Activity:
Give back every entry, exactly as written.

(Beginning of Exercise inputs)

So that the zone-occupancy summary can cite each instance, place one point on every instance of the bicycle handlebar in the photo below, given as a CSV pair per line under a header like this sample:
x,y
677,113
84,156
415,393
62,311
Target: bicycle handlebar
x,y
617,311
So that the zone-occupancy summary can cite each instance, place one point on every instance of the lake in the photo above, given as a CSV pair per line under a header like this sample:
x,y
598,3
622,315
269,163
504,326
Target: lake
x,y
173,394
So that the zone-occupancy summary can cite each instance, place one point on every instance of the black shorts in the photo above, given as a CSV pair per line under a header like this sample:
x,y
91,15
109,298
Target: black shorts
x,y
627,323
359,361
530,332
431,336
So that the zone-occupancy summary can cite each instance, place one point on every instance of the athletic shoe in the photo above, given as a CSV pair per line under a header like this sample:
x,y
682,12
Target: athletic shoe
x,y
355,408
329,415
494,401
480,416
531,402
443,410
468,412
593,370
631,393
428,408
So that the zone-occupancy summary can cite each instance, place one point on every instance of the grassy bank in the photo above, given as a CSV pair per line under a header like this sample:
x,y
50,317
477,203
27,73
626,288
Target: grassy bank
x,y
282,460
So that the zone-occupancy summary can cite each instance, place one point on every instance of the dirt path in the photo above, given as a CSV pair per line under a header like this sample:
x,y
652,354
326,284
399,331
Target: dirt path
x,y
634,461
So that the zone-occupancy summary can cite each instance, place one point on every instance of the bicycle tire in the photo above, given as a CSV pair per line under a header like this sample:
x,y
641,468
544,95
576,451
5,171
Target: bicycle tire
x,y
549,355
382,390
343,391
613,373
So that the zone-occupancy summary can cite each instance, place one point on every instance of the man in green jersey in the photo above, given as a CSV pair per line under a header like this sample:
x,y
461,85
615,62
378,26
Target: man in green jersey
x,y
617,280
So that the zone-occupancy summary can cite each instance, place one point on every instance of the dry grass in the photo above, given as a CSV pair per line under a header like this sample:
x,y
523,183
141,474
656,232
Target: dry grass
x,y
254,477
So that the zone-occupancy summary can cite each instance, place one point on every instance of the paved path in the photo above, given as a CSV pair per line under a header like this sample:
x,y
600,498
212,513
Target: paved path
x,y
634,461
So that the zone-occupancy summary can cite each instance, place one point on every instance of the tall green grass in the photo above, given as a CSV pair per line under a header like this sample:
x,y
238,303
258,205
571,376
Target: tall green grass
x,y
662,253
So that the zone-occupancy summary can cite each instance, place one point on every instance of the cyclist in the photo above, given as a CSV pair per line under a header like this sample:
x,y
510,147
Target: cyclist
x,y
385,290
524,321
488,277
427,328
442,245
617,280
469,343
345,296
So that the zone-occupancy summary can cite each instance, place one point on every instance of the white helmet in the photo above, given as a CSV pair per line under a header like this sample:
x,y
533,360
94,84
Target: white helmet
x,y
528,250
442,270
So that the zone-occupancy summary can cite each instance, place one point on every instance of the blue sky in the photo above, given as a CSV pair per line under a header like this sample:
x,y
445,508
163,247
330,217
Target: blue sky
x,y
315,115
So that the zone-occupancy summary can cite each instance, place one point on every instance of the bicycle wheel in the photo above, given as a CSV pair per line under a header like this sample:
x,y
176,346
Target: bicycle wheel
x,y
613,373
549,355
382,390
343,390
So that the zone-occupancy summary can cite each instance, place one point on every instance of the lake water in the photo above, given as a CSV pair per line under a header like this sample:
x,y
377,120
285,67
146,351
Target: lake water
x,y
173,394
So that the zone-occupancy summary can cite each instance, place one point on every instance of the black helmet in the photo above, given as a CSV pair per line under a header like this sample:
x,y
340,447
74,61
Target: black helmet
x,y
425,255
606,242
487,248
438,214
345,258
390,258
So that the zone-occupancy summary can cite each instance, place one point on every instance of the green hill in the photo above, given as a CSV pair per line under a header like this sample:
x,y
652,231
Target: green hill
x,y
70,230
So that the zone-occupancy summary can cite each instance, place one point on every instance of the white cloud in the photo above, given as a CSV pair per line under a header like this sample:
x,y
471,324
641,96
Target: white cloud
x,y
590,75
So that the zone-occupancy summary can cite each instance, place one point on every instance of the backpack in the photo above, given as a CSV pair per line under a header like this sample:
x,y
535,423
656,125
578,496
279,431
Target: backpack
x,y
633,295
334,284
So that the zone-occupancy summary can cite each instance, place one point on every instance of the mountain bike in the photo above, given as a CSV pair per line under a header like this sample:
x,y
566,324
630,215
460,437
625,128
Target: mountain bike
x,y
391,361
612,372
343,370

(End of Exercise inputs)

Response for this exercise:
So that the zone-occupancy summary can cite each instance, place one point on every instance of the bicycle handlebar in the photo below, given as a CSV pair per line under a header like this sample:
x,y
677,113
84,156
415,393
62,311
Target: bicycle handlebar
x,y
617,311
So that the zone-occupancy summary can cite each instance, place one point on every instance of the lake in the photo above, given as a CSV pair per line under a header like this sample:
x,y
598,3
622,315
269,163
504,326
Target: lake
x,y
173,394
So that the zone-occupancy summary can cite each instance, place one point on every instance of the black shorts in the photo above, given as a CSV pair per line under a header like this sample:
x,y
91,15
109,298
Target: black shorts
x,y
627,323
359,361
530,332
431,336
So that the zone-occupancy summary can cite each instance, place one point on every instance of the athletic shoe in the photo above, given as a CSV pair per line under a header like this sample:
x,y
682,12
Target: athletic shoe
x,y
355,408
329,415
494,401
480,416
531,402
443,410
468,412
593,370
631,393
428,408
So that the zone-occupancy summary can cite each instance, place one point on every instance of the grassy bank in the photo above, given as a CSV pair per line under a header like this sample:
x,y
50,317
477,203
27,73
626,288
Target: grassy bank
x,y
282,460
So that the zone-occupancy summary can cite each instance, place one point on every instance of the dirt path in the photo above, given as a CSV pair per line under a header like this sample:
x,y
652,354
326,284
399,331
Target: dirt path
x,y
634,461
So that the zone-occupancy summary can cite each instance, place one point on every instance of the bicycle tire in the photo above, given as a CSV pair per line under a header like this sample:
x,y
641,468
544,95
576,451
5,171
Target: bicycle tire
x,y
549,355
382,390
343,391
613,373
So that the zone-occupancy summary can cite each instance, place one point on every instance of the man in green jersey in the photo above, given as a CSV pair per line under a header like this sample:
x,y
461,85
615,62
378,26
Target: man in green jersey
x,y
617,280
So that the zone-occupancy summary can cite each instance, place one point on every instance of the dry grass in the photo above, given as a CSV pair per line under a header like this sample:
x,y
523,183
141,474
656,232
Target: dry grass
x,y
254,477
So that the zone-occupancy summary can cite each instance, place one point on every instance of the paved path in the photo above, given as a CSV pair per line under a header like this sample:
x,y
600,498
212,513
Target: paved path
x,y
634,461
So that the zone-occupancy summary can cite each instance, place one point on every instance of the tall green grass in the photo above, given as a CSV pair per line under a header like this sample:
x,y
238,303
258,205
571,376
Target: tall green grass
x,y
662,253
So that the zone-occupancy summary can cite each instance, place one point on every instance of the cyclist in the photo above, given as a CSV pair per line under a header like this sample:
x,y
510,147
Target: cyclist
x,y
385,290
524,321
488,277
427,328
442,245
617,280
469,343
345,296
So that the zone-occupancy summary can cite each instance, place one point on every instance of the white helmet in the photo above, given as a CSV pair per line under a header like this sample:
x,y
533,360
94,84
Target: white helmet
x,y
528,250
442,270
So that the zone-occupancy summary can cite each instance, place one point on every instance of the blue sky in the photo above, given as a CSV pair per line under a header like this sample:
x,y
445,508
163,247
330,217
Target: blue sky
x,y
315,115
So that the zone-occupancy summary can cite each instance, place one point on every instance of the bicycle wheel in the photo above, given as a CSV pair per line under a header like this sample:
x,y
176,346
Target: bicycle wheel
x,y
613,373
549,355
382,390
343,390
So that the zone-occupancy summary can cite each instance, place one point on every instance of the lake water in the photo above, given as a CSV pair per line under a header like this sample:
x,y
377,120
285,67
146,351
Target: lake water
x,y
173,394
So that the zone-occupancy summary can cite each instance, place one point on every instance of the black helmet in the photo above, given as a CSV pair per line under a header like this sample:
x,y
340,447
74,61
Target: black helmet
x,y
425,255
606,242
487,248
438,214
345,258
390,258
So that the zone-occupancy summary can cite each instance, place one point on every instance of the green hill in the photo above, given as a CSV pair per line under a header like this sample:
x,y
652,231
Target: green hill
x,y
70,230
So that the zone-occupancy summary can cite each instance, place one point on every instance of the white cloud in the photo above, given as a CSV pair per line under a header like this sample:
x,y
471,324
641,96
Target: white cloud
x,y
590,75
So that the zone-occupancy summary can cite each instance, place one point on every instance of the backpack in the photo above, given as a CSV pair per line under a header like this sample:
x,y
535,423
656,125
578,496
279,431
Target: backpack
x,y
633,295
334,284
So that the zone-occupancy summary can cite each instance, place one point on every instance of the mountain bike in the photo above, given as a CSV pair per line under a header like this sample:
x,y
566,324
630,215
460,437
625,128
Target: mountain bike
x,y
391,361
612,372
343,370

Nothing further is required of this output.